WORK TO COMPLETE: Each line below must be set down exactly as it stands.

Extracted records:
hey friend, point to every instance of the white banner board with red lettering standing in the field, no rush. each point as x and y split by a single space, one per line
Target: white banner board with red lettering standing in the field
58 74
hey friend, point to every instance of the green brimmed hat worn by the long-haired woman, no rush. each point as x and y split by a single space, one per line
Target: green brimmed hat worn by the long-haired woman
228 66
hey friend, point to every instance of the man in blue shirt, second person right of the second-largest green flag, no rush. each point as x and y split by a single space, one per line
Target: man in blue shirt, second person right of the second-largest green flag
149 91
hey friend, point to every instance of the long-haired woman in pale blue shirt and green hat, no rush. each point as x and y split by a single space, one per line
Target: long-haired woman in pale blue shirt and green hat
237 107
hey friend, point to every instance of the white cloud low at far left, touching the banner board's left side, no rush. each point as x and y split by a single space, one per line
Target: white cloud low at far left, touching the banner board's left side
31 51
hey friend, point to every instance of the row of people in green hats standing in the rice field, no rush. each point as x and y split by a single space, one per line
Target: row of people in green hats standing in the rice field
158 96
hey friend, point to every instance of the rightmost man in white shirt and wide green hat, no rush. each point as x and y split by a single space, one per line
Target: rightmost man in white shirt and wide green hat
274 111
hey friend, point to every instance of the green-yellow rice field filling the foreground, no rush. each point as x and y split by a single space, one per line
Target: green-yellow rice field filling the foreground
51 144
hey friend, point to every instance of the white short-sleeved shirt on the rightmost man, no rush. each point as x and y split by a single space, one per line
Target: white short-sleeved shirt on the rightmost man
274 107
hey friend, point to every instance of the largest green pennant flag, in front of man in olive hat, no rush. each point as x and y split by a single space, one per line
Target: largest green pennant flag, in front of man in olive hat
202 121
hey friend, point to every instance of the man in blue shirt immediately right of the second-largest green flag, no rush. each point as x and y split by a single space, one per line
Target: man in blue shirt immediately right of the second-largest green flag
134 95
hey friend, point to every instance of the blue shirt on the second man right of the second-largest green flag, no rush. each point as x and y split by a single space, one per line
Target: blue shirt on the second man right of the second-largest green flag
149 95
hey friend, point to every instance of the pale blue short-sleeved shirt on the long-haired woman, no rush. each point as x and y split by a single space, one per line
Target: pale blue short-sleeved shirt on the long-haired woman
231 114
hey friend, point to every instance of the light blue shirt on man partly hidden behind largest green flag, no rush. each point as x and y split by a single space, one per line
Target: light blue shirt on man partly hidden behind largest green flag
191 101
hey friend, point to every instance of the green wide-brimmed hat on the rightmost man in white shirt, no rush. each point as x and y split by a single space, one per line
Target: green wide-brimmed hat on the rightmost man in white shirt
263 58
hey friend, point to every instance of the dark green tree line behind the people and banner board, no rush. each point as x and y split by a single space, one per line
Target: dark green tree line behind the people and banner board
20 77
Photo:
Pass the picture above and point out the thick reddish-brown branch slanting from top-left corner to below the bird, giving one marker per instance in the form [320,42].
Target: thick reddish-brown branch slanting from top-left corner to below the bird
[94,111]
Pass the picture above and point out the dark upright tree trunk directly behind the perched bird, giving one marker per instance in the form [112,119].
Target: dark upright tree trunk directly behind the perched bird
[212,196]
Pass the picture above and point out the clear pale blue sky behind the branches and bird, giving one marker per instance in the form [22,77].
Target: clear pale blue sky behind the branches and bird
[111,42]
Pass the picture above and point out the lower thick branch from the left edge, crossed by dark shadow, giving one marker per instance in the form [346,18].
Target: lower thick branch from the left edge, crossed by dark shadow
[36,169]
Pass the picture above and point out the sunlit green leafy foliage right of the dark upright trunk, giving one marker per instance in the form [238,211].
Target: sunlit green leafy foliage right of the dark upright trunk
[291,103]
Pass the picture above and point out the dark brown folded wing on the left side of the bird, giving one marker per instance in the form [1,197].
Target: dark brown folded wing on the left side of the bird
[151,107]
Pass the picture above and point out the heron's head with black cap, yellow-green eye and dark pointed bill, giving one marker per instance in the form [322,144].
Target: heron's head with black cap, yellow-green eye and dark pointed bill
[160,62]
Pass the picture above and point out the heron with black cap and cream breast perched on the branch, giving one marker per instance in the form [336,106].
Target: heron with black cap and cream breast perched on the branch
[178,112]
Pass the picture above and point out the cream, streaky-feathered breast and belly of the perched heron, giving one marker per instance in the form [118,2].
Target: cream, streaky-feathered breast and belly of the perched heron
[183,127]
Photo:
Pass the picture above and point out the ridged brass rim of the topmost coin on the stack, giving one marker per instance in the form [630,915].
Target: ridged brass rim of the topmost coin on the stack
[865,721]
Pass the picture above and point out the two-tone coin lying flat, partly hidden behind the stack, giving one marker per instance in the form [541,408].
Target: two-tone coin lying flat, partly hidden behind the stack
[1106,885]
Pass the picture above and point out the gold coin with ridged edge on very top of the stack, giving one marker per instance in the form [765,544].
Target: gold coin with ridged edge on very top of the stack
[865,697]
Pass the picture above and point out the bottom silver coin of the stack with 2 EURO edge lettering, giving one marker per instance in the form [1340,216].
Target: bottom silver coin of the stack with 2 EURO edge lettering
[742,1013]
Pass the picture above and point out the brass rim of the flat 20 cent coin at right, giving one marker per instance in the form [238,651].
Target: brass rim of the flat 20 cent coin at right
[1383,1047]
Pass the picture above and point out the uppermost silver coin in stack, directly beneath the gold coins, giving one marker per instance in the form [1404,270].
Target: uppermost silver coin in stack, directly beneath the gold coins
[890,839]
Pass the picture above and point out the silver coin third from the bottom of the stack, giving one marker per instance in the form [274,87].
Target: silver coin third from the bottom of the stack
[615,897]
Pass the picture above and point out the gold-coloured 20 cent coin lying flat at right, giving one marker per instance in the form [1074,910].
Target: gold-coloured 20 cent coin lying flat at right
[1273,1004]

REPLY:
hey friend, point to every instance of the white banner board with red lettering standing in the field, no rush. each point as x and y split by a single space, one per line
Target: white banner board with red lettering standing in the field
58 74
hey friend, point to every instance of the green brimmed hat worn by the long-haired woman, no rush. each point as x and y split by a single space, one per line
Target: green brimmed hat worn by the long-haired woman
228 66
hey friend, point to every instance of the man in blue shirt, second person right of the second-largest green flag, no rush. each point as x and y split by a single space, one per line
Target: man in blue shirt, second person right of the second-largest green flag
149 91
hey friend, point to every instance of the long-haired woman in pale blue shirt and green hat, no rush. each point as x and y split by a single space, one per line
Target: long-haired woman in pale blue shirt and green hat
237 107
hey friend, point to every instance of the white cloud low at far left, touching the banner board's left side, no rush. each point as x and y split by a single space, one per line
Target: white cloud low at far left, touching the banner board's left side
31 51
hey friend, point to every instance of the row of people in green hats standing in the rice field, no rush. each point as x and y split by a single space, one per line
Target: row of people in green hats standing in the rice field
158 96
hey friend, point to every instance of the rightmost man in white shirt and wide green hat, no rush. each point as x and y split by a single space, one per line
Target: rightmost man in white shirt and wide green hat
274 111
hey friend, point to every instance of the green-yellow rice field filling the foreground, no rush. each point as x and y split by a single space, one per line
Target: green-yellow rice field filling the foreground
51 144
hey friend, point to every instance of the white short-sleeved shirt on the rightmost man, no rush. each point as x and y split by a single space, one per line
Target: white short-sleeved shirt on the rightmost man
274 107
hey friend, point to every instance of the largest green pennant flag, in front of man in olive hat, no rush. each point as x and y split by a single space, one per line
Target: largest green pennant flag, in front of man in olive hat
202 121
hey friend, point to every instance of the man in blue shirt immediately right of the second-largest green flag, no rush. each point as x and y split by a single space, one per line
Target: man in blue shirt immediately right of the second-largest green flag
134 95
hey friend, point to every instance of the blue shirt on the second man right of the second-largest green flag, no rush. each point as x and y split by a single space, one per line
Target: blue shirt on the second man right of the second-largest green flag
149 95
hey friend, point to every instance of the pale blue short-sleeved shirt on the long-haired woman, no rush. each point as x and y split by a single space, one per line
Target: pale blue short-sleeved shirt on the long-haired woman
231 114
hey friend, point to every instance of the light blue shirt on man partly hidden behind largest green flag, no rush. each point as x and y split by a single space, one per line
Target: light blue shirt on man partly hidden behind largest green flag
191 101
hey friend, point to every instance of the green wide-brimmed hat on the rightmost man in white shirt, no rush. each point as x and y split by a single space, one per line
Target: green wide-brimmed hat on the rightmost man in white shirt
263 58
hey friend, point to every instance of the dark green tree line behind the people and banner board, no rush. each point as x and y split by a single space, one per line
Target: dark green tree line behind the people and banner board
20 77
Photo:
Pass the picture above and point out the thick reddish-brown branch slanting from top-left corner to below the bird, giving one marker per instance in the form [320,42].
Target: thick reddish-brown branch slanting from top-left corner to below the bird
[94,111]
Pass the picture above and point out the dark upright tree trunk directly behind the perched bird, giving one marker per instance in the form [112,119].
Target: dark upright tree trunk directly behind the perched bird
[212,196]
Pass the picture above and point out the clear pale blue sky behind the branches and bird, giving one marker per instance in the form [22,77].
Target: clear pale blue sky behind the branches and bird
[111,42]
Pass the picture above and point out the lower thick branch from the left edge, crossed by dark shadow, giving one marker per instance in the form [346,18].
Target: lower thick branch from the left edge, crossed by dark shadow
[36,169]
Pass the picture above and point out the sunlit green leafy foliage right of the dark upright trunk, giving one marker per instance in the form [238,211].
Target: sunlit green leafy foliage right of the dark upright trunk
[291,103]
Pass the picture above and point out the dark brown folded wing on the left side of the bird, giving one marker per instance in the form [1,197].
Target: dark brown folded wing on the left side of the bird
[151,107]
Pass the picture above and point out the heron's head with black cap, yellow-green eye and dark pointed bill, giving one marker per instance in the form [322,144].
Target: heron's head with black cap, yellow-green eye and dark pointed bill
[160,62]
Pass the picture above and point out the heron with black cap and cream breast perched on the branch, giving one marker per instance in the form [336,106].
Target: heron with black cap and cream breast perched on the branch
[178,112]
Pass the picture above and point out the cream, streaky-feathered breast and belly of the perched heron, giving one marker per instance in the form [118,2].
Target: cream, streaky-feathered breast and belly of the perched heron
[183,127]
Photo:
Pass the picture above and point out the ridged brass rim of the topmost coin on the stack, giving one marker per instance in the form [630,915].
Target: ridged brass rim of the topmost coin on the stack
[865,721]
Pass the picture above and point out the two-tone coin lying flat, partly hidden behind the stack, giving one marker per instance in the form [541,408].
Target: two-tone coin lying flat, partly hidden behind the stack
[1106,885]
Pass the picture above and point out the gold coin with ridged edge on very top of the stack, giving one marker per instance in the form [765,544].
Target: gold coin with ridged edge on very top of the stack
[865,697]
Pass the picture above and point out the bottom silver coin of the stack with 2 EURO edge lettering, giving one marker per instance in the form [1340,216].
Target: bottom silver coin of the stack with 2 EURO edge lettering
[742,1013]
Pass the picture above and point out the brass rim of the flat 20 cent coin at right, giving one marker per instance in the form [238,651].
Target: brass rim of the flat 20 cent coin at right
[1383,1047]
Pass the picture above and point out the uppermost silver coin in stack, directly beneath the gold coins, giving one marker per instance in the form [1404,270].
Target: uppermost silver coin in stack, directly beneath the gold coins
[890,839]
Pass the picture above and point out the silver coin third from the bottom of the stack, giving one marker per instance in the form [274,87].
Target: silver coin third from the bottom of the stack
[615,897]
Pass the picture above and point out the gold-coloured 20 cent coin lying flat at right, giving one marker per instance in the form [1074,910].
Target: gold-coloured 20 cent coin lying flat at right
[1273,1004]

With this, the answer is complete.